#### Exercise brief:
The records that follow should be retyped word for word.

───── Given records

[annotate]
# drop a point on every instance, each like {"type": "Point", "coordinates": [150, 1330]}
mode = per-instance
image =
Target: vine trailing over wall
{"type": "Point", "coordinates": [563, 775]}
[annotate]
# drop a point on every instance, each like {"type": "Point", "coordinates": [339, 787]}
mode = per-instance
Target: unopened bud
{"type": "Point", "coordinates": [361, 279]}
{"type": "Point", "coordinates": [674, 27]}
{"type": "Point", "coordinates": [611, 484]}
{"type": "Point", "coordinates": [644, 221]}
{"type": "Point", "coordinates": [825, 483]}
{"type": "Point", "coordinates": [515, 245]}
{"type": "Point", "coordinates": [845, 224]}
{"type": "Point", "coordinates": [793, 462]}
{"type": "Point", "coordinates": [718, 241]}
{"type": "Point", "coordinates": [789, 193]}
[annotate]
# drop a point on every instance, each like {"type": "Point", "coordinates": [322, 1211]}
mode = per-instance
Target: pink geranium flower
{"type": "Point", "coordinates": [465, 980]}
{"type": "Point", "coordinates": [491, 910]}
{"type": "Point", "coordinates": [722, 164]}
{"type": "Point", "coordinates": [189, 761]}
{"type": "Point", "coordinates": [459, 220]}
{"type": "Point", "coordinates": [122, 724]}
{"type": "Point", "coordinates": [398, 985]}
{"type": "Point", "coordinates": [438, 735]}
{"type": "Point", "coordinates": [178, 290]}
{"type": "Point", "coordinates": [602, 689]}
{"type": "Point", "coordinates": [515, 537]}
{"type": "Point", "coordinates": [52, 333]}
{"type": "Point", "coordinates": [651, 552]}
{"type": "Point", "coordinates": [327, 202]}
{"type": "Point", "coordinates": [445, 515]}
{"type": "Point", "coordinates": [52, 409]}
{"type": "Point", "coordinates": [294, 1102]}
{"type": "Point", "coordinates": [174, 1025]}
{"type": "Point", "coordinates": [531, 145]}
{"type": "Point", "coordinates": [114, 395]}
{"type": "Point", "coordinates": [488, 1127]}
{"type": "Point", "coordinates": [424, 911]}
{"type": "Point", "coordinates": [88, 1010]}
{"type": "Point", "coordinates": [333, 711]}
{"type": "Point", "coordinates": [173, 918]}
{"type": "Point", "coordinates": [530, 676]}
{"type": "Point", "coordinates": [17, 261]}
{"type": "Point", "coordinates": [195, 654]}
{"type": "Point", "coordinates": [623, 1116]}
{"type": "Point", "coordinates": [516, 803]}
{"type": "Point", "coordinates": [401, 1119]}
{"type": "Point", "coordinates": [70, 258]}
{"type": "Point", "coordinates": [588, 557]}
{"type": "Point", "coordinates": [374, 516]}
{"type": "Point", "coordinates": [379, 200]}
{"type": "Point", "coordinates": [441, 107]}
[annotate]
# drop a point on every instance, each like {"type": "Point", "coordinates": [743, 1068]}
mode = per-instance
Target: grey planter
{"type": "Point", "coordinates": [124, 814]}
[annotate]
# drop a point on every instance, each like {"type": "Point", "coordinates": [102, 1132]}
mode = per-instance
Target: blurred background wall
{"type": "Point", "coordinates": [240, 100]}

──────────

#### Worked answer:
[annotate]
# drop a point on every instance, each like {"type": "Point", "coordinates": [150, 1330]}
mode = per-instance
image =
Target: vine trailing over wall
{"type": "Point", "coordinates": [563, 775]}
[annotate]
# drop a point on every instance, each like {"type": "Point", "coordinates": [339, 787]}
mode = per-instance
Target: unopened bud
{"type": "Point", "coordinates": [361, 279]}
{"type": "Point", "coordinates": [674, 27]}
{"type": "Point", "coordinates": [611, 484]}
{"type": "Point", "coordinates": [644, 221]}
{"type": "Point", "coordinates": [825, 483]}
{"type": "Point", "coordinates": [515, 245]}
{"type": "Point", "coordinates": [845, 224]}
{"type": "Point", "coordinates": [793, 462]}
{"type": "Point", "coordinates": [718, 241]}
{"type": "Point", "coordinates": [789, 193]}
[annotate]
# drop a point on every instance, each like {"type": "Point", "coordinates": [322, 1211]}
mode = per-instance
Target: pink geranium flower
{"type": "Point", "coordinates": [465, 980]}
{"type": "Point", "coordinates": [491, 910]}
{"type": "Point", "coordinates": [722, 164]}
{"type": "Point", "coordinates": [189, 761]}
{"type": "Point", "coordinates": [459, 220]}
{"type": "Point", "coordinates": [122, 724]}
{"type": "Point", "coordinates": [398, 985]}
{"type": "Point", "coordinates": [438, 735]}
{"type": "Point", "coordinates": [178, 290]}
{"type": "Point", "coordinates": [602, 689]}
{"type": "Point", "coordinates": [515, 537]}
{"type": "Point", "coordinates": [52, 333]}
{"type": "Point", "coordinates": [651, 552]}
{"type": "Point", "coordinates": [327, 202]}
{"type": "Point", "coordinates": [445, 515]}
{"type": "Point", "coordinates": [52, 409]}
{"type": "Point", "coordinates": [294, 1102]}
{"type": "Point", "coordinates": [174, 1025]}
{"type": "Point", "coordinates": [531, 145]}
{"type": "Point", "coordinates": [114, 395]}
{"type": "Point", "coordinates": [488, 1127]}
{"type": "Point", "coordinates": [424, 911]}
{"type": "Point", "coordinates": [88, 1010]}
{"type": "Point", "coordinates": [333, 711]}
{"type": "Point", "coordinates": [173, 918]}
{"type": "Point", "coordinates": [530, 676]}
{"type": "Point", "coordinates": [17, 261]}
{"type": "Point", "coordinates": [195, 654]}
{"type": "Point", "coordinates": [623, 1116]}
{"type": "Point", "coordinates": [516, 803]}
{"type": "Point", "coordinates": [401, 1119]}
{"type": "Point", "coordinates": [70, 258]}
{"type": "Point", "coordinates": [588, 557]}
{"type": "Point", "coordinates": [374, 516]}
{"type": "Point", "coordinates": [379, 200]}
{"type": "Point", "coordinates": [441, 107]}
[annotate]
# drop a point on every instance, each like {"type": "Point", "coordinates": [743, 1068]}
mode = per-instance
Target: grey planter
{"type": "Point", "coordinates": [124, 814]}
[annotate]
# drop a point on every instance, each like {"type": "Point", "coordinates": [102, 1132]}
mode = per-instance
Target: blurred background wall
{"type": "Point", "coordinates": [240, 100]}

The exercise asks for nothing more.